## YOUR GOAL:
Please reproduce each line of the data below as it stands.

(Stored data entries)
- - - - - - -
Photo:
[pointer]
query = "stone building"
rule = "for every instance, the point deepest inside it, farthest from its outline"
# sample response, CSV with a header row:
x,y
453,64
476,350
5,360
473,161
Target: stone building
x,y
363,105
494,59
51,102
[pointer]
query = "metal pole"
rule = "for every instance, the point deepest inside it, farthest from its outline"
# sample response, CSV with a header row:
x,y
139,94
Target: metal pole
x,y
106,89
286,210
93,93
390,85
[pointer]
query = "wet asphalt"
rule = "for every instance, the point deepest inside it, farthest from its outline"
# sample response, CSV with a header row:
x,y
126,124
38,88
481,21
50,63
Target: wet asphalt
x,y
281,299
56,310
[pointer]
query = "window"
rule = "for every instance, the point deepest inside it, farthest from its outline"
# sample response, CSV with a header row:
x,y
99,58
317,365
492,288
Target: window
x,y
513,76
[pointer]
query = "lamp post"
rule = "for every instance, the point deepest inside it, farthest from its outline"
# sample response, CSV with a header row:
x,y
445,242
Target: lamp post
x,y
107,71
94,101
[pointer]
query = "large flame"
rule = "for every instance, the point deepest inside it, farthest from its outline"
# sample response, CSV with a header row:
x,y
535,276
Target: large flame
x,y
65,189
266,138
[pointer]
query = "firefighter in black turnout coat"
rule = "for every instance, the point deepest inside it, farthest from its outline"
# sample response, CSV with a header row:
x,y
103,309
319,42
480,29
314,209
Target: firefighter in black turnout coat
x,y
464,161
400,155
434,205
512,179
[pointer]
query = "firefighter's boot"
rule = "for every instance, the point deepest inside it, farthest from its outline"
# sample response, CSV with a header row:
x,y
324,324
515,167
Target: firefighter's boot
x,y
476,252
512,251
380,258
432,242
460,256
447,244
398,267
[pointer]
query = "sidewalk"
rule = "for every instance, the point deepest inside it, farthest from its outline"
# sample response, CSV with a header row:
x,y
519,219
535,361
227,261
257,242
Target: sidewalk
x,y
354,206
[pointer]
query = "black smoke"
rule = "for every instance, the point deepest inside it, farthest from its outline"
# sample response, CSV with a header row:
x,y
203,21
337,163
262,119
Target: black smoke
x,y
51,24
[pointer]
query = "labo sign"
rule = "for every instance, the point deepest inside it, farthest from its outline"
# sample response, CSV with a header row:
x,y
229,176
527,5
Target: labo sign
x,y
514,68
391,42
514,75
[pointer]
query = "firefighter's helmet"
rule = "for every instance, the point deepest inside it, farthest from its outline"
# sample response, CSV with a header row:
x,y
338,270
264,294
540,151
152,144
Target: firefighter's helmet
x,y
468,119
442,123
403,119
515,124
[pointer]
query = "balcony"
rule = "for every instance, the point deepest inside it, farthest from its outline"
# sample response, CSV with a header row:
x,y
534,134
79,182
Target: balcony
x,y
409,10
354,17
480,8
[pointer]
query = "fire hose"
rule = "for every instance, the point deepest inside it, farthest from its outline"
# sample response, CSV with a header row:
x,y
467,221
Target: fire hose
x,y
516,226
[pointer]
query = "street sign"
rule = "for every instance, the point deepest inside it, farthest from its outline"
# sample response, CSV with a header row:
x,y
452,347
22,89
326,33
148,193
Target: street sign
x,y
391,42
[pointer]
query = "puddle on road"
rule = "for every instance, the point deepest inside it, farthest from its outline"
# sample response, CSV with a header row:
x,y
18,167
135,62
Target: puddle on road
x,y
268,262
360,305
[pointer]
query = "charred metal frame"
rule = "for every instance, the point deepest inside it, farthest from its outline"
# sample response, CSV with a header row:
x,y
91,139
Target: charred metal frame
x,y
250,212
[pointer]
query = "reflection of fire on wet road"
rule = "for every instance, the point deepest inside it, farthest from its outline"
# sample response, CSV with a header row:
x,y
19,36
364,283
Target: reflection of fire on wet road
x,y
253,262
- - - - - - -
## SOLUTION BELOW:
Photo:
[pointer]
query = "stone building"
rule = "for every instance, the point deepest inside it, farthest from its outline"
# sample response, CSV with a header row:
x,y
453,64
476,350
5,360
473,161
Target: stone building
x,y
363,105
494,59
51,102
[pointer]
query = "metal pole"
rule = "for every instance, the point deepest inside it, farthest from its outline"
# sample response, CSV with a header row:
x,y
139,94
Target: metal pole
x,y
106,89
286,210
93,93
390,85
[pointer]
query = "wet asphalt"
rule = "for every instance, the point deepest inside it, farthest from its outline"
# sample response, CSV with a header row:
x,y
126,124
38,88
481,21
50,63
Target: wet asphalt
x,y
281,299
56,310
[pointer]
query = "window"
rule = "for every instance, the point deepest inside it, farthest from its outline"
# sample response, CSV with a header row:
x,y
99,58
317,365
492,288
Target: window
x,y
513,76
[pointer]
query = "lamp post"
rule = "for every instance, the point deepest inside it, farthest from its outline"
# sample response, CSV with a header row:
x,y
445,242
Target: lamp post
x,y
107,71
94,101
[pointer]
query = "large flame"
rule = "for every instance, the point deepest inside it, farthest from its outline"
# sample response, CSV with a header row:
x,y
535,276
Target: large flame
x,y
65,189
266,138
[pointer]
query = "firefighter in black turnout coat"
rule = "for every instance, the point deepest inside it, farthest from its outline"
# sample response, CSV with a header row:
x,y
103,309
319,42
480,29
314,209
Target: firefighter in black turnout coat
x,y
464,161
400,155
434,205
512,179
[pointer]
query = "firefighter's boot"
rule = "for every instance, the point deepest inside it, farthest from its outline"
# sample response, CSV with a header row:
x,y
324,324
515,167
Target: firefighter's boot
x,y
476,252
512,251
380,258
432,242
460,256
447,244
398,267
[pointer]
query = "sidewalk"
rule = "for every instance, the point deepest inside it, farthest from its outline"
# sample response, CSV with a header row:
x,y
519,219
535,361
227,261
257,242
Target: sidewalk
x,y
354,206
[pointer]
query = "black smoke"
rule = "for every instance, the point deepest inside it, farthest from its outline"
# sample response, CSV with a header row:
x,y
203,21
337,163
262,119
Target: black smoke
x,y
51,24
[pointer]
query = "labo sign"
rule = "for every instance, the point deepest inside it, farthest from its outline"
# sample response, CSV with a header row:
x,y
229,176
527,5
Target: labo sign
x,y
514,68
391,42
514,75
[pointer]
query = "firefighter's helmet"
rule = "for every instance, the point deepest inside it, farthest from its outline"
# sample response, CSV with a header row:
x,y
338,270
264,294
540,151
152,144
Target: firefighter's helmet
x,y
468,119
442,123
403,119
515,124
[pointer]
query = "balcony"
rule = "for every instance, the point deepest inside it, farthest from its outline"
# sample response, CSV with a header row:
x,y
534,134
79,182
Target: balcony
x,y
409,10
354,17
480,8
[pointer]
query = "fire hose"
rule = "for every instance, the point deepest inside it, farthest from its outline"
# sample response, CSV with a header row:
x,y
467,221
Target: fire hose
x,y
516,226
[pointer]
query = "street sign"
rule = "for every instance, the point deepest inside it, farthest from its outline"
# sample response, CSV with a header row:
x,y
452,347
22,89
326,33
148,193
Target: street sign
x,y
391,42
[pointer]
query = "puddle on road"
rule = "for every instance, the point deepest inside it, farthest from its outline"
# sample response, CSV with a header row:
x,y
18,167
135,62
Target: puddle on road
x,y
268,262
360,305
[pointer]
query = "charred metal frame"
rule = "for every instance, the point deepest inside it, farthest from its outline"
# sample response, CSV with a header row:
x,y
91,139
Target: charred metal frame
x,y
250,212
[pointer]
query = "reflection of fire on wet road"
rule = "for every instance, the point deepest inside it, farthest from its outline"
# sample response, CSV with a header row:
x,y
19,36
364,283
Target: reflection of fire on wet road
x,y
253,262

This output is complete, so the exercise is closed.